Bounding-box records
START
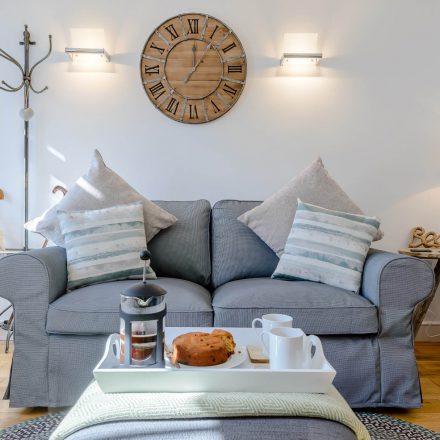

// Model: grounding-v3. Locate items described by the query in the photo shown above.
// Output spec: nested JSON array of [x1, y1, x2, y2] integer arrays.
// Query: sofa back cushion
[[148, 200, 211, 286], [212, 200, 278, 288]]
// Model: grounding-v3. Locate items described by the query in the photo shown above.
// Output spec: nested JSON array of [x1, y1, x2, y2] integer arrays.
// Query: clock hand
[[192, 41, 196, 67], [183, 42, 212, 84]]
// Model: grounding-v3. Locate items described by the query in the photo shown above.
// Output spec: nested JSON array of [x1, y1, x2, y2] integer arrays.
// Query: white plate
[[173, 347, 248, 370]]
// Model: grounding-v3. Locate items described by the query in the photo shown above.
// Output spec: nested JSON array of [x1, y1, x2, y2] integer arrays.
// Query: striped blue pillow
[[272, 199, 380, 292], [57, 202, 156, 290]]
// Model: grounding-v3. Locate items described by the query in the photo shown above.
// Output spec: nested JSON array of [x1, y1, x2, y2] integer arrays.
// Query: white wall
[[0, 0, 440, 330]]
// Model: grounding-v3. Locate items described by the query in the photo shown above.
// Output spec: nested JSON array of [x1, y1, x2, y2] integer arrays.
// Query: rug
[[0, 412, 440, 440]]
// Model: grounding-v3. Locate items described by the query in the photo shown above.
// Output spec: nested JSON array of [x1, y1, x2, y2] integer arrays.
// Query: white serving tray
[[93, 327, 336, 393]]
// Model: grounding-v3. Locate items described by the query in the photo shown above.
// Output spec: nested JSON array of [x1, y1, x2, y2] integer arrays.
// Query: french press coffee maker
[[120, 249, 167, 368]]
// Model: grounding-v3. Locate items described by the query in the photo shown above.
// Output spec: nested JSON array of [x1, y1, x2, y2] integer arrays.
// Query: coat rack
[[0, 25, 52, 251]]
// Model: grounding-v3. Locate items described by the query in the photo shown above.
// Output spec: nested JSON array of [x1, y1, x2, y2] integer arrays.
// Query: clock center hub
[[165, 39, 223, 99]]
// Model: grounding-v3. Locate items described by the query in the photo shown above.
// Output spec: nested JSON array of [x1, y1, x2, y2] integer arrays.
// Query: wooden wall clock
[[141, 14, 246, 124]]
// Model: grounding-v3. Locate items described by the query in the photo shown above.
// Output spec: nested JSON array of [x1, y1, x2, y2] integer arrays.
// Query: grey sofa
[[0, 200, 434, 408]]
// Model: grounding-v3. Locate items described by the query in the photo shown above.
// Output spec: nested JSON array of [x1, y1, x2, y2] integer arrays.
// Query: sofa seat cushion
[[212, 278, 378, 335], [46, 278, 213, 335]]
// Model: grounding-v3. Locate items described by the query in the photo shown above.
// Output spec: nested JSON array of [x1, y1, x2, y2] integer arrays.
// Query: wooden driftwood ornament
[[408, 226, 440, 249]]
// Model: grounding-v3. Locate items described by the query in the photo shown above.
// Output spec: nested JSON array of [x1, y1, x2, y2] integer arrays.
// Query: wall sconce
[[65, 47, 111, 62], [280, 33, 322, 70], [65, 28, 113, 72]]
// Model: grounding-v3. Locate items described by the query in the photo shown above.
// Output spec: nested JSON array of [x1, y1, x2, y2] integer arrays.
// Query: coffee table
[[93, 327, 336, 393], [52, 327, 364, 440]]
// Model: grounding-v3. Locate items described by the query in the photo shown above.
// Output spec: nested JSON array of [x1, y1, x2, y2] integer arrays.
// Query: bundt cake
[[172, 330, 235, 367]]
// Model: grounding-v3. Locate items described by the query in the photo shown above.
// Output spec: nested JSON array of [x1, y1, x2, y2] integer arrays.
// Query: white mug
[[252, 313, 293, 355], [260, 327, 323, 370]]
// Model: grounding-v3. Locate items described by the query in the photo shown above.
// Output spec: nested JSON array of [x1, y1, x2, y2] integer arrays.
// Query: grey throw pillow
[[58, 202, 156, 290], [25, 150, 177, 246], [238, 158, 383, 257]]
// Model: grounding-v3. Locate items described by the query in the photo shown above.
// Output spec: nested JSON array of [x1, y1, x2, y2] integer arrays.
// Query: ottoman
[[66, 417, 356, 440]]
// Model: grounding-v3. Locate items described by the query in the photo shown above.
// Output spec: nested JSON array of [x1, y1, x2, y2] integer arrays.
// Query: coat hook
[[0, 25, 52, 250]]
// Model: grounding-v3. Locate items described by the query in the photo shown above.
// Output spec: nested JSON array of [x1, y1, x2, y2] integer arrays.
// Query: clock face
[[141, 14, 246, 124]]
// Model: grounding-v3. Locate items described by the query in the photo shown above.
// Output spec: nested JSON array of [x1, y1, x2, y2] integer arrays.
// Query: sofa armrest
[[0, 247, 67, 407], [0, 246, 67, 305], [361, 251, 434, 408], [361, 250, 434, 312]]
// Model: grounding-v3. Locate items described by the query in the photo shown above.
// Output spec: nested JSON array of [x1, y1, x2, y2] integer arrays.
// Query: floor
[[0, 342, 440, 432]]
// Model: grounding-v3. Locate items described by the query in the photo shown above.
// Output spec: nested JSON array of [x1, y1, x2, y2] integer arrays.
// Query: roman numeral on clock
[[189, 104, 199, 119], [228, 64, 243, 73], [165, 24, 179, 40], [149, 81, 165, 100], [222, 41, 237, 53], [150, 42, 165, 55], [144, 64, 159, 75], [209, 24, 218, 40], [211, 99, 220, 113], [223, 84, 237, 98], [188, 18, 199, 34], [165, 98, 179, 115]]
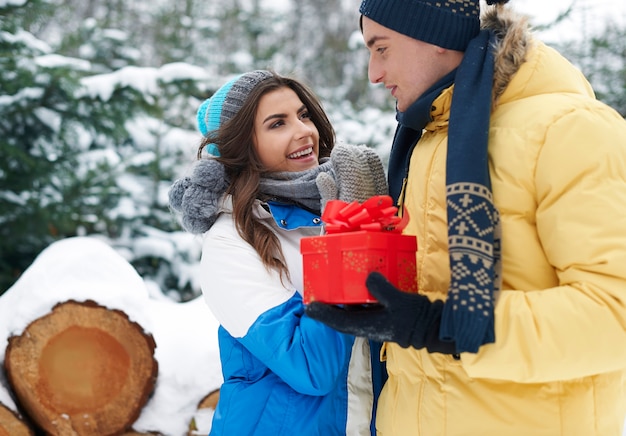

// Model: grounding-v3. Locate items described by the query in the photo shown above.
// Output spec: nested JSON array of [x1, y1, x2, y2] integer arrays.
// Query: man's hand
[[306, 272, 456, 354]]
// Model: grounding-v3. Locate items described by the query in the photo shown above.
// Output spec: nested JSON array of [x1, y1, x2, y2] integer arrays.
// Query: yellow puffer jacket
[[377, 7, 626, 436]]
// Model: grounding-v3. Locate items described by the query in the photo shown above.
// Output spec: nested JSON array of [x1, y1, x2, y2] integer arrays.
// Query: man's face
[[362, 16, 453, 112]]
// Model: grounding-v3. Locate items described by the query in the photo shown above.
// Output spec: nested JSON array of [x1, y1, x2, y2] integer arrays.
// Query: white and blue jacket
[[201, 198, 378, 436]]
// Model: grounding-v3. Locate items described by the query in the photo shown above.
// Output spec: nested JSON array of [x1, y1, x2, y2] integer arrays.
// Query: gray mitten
[[315, 144, 389, 210], [169, 159, 228, 234]]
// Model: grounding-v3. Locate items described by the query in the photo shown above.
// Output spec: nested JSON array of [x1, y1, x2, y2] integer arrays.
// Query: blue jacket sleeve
[[239, 293, 354, 395]]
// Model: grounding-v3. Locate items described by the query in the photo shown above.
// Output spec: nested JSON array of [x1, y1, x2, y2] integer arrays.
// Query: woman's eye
[[270, 120, 285, 129]]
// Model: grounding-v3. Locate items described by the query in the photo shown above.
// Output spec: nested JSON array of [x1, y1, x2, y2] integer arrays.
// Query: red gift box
[[300, 196, 417, 304]]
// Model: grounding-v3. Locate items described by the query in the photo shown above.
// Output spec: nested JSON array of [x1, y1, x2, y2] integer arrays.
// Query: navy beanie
[[359, 0, 480, 51], [196, 70, 272, 156]]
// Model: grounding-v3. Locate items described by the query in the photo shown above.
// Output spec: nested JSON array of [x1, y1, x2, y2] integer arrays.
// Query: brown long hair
[[198, 72, 335, 278]]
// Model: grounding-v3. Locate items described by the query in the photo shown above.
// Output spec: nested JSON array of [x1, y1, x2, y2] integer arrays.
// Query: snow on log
[[0, 300, 158, 436]]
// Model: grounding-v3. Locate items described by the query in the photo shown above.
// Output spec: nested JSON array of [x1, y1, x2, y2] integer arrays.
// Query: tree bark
[[4, 300, 158, 436], [0, 403, 35, 436]]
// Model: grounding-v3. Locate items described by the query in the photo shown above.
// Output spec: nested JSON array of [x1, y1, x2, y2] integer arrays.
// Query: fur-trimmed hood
[[481, 4, 594, 109]]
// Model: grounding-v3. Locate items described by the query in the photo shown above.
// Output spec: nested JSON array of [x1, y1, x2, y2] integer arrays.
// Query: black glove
[[306, 272, 456, 354]]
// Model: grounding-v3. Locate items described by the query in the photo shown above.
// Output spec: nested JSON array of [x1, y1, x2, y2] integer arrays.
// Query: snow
[[0, 237, 222, 436]]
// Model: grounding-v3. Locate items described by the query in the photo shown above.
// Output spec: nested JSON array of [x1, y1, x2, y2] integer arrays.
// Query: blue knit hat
[[196, 70, 272, 156], [359, 0, 480, 51]]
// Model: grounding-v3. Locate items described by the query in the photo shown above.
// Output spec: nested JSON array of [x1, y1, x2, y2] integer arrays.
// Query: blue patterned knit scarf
[[389, 30, 501, 353]]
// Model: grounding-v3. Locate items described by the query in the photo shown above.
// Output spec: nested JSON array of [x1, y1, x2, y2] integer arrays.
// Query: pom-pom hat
[[196, 70, 272, 156], [359, 0, 480, 51]]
END
Reproduce the lines above word for word, from the start of the records through the line containing "[[148, 200, 211, 286], [212, 200, 278, 288]]", with both ends included. Leave the pictures out.

// Model: grounding-v3. Locate items described by the query in the photo shown above.
// Output spec: nested JSON array of [x1, y1, x2, y2] integer arrays.
// Query: sofa back cushion
[[148, 200, 211, 286], [212, 200, 278, 288]]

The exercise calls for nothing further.